§ **QUOTED PASSAGE**:
══════════

Materials and methods: Immunohistochemistry was performed to analyze the expression of FRMPD1 in lung cancer tissues, and statistical analysis was applied to analyze the relationship between FRMPD1 expression and clinicopathological factors. The biological effects of FRMPD1 on lung cancer cell proliferation and invasion were determined by functional experiments both in vivo and in vitro. Immunoblotting, RT-qPCR, dual-luciferase assay, and immunofluorescence were performed to demonstrate whether FRMPD1 stimulates Hippo signaling. Co-immunoprecipitation assays were used to clarify the underlying role of FRMPD1 in Hippo pathway activation via interaction with WW and C2 domain containing protein-3 (WWC3).
Results: We found that FRMPD1 expression in lung cancer specimens was lower than that in normal bronchial epithelium and normal submucosal glands. FRMPD1 expression had a negative correlation with age, Tumor-Node-Metastasis (TNM) stage, lymph node metastasis, as well as poor prognosis. Moreover, ectopic expression of FRMPD1 significantly inhibited the proliferation and invasion of lung cancer cells, and inhibition of FRMPD1 expression led to opposite effects. Mechanistically, we found that FRMPD1 interacted with the C-terminal PDZ binding motif of WWC3 via its PSD95/DLG/ZO1 (PDZ) domain and promoted the phosphorylation of large tumor suppressor-1 (LATS1), thus inhibiting the nuclear translocation of yes-associated protein (YAP).
Conclusion: FRMPD1 could activate the Hippo pathway and ultimately inhibit the malignant behavior of lung cancer cells through its interaction with WWC3. This work will provide an important experimental basis for the discovery of novel biomarkers of lung cancer and the development of targeted drugs.

══════════

Dataset records:
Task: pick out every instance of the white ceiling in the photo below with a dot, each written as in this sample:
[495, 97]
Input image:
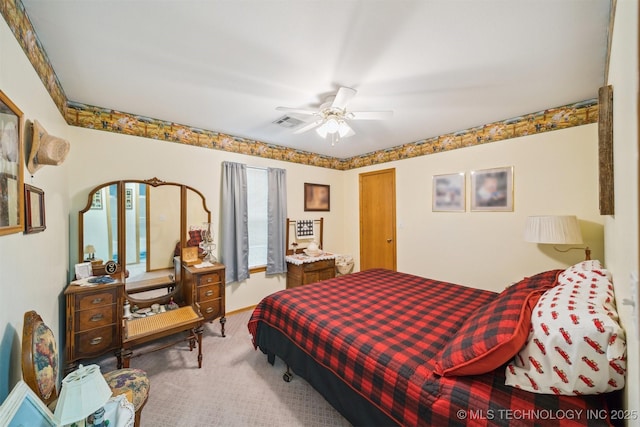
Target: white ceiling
[225, 65]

══════════

§ **WORK ORDER 1**: In the FRMPD1 abstract, rewrite the stretch from "Conclusion: FRMPD1 could" through "of targeted drugs.", substituting "targeted therapies" for "targeted drugs".
§ **WORK ORDER 2**:
Answer these questions from the FRMPD1 abstract:
(a) What assays were used to clarify the role of FRMPD1 in Hippo pathway activation?
(b) Which protein's phosphorylation did FRMPD1 promote?
(c) Through its interaction with which protein could FRMPD1 activate the Hippo pathway?

§ **WRITTEN RESPONSE 1**:
Conclusion: FRMPD1 could activate the Hippo pathway and ultimately inhibit the malignant behavior of lung cancer cells through its interaction with WWC3. This work will provide an important experimental basis for the discovery of novel biomarkers of lung cancer and the development of targeted therapies.

§ **WRITTEN RESPONSE 2**:
(a) Co-immunoprecipitation assays
(b) Large tumor suppressor-1 (LATS1)
(c) WWC3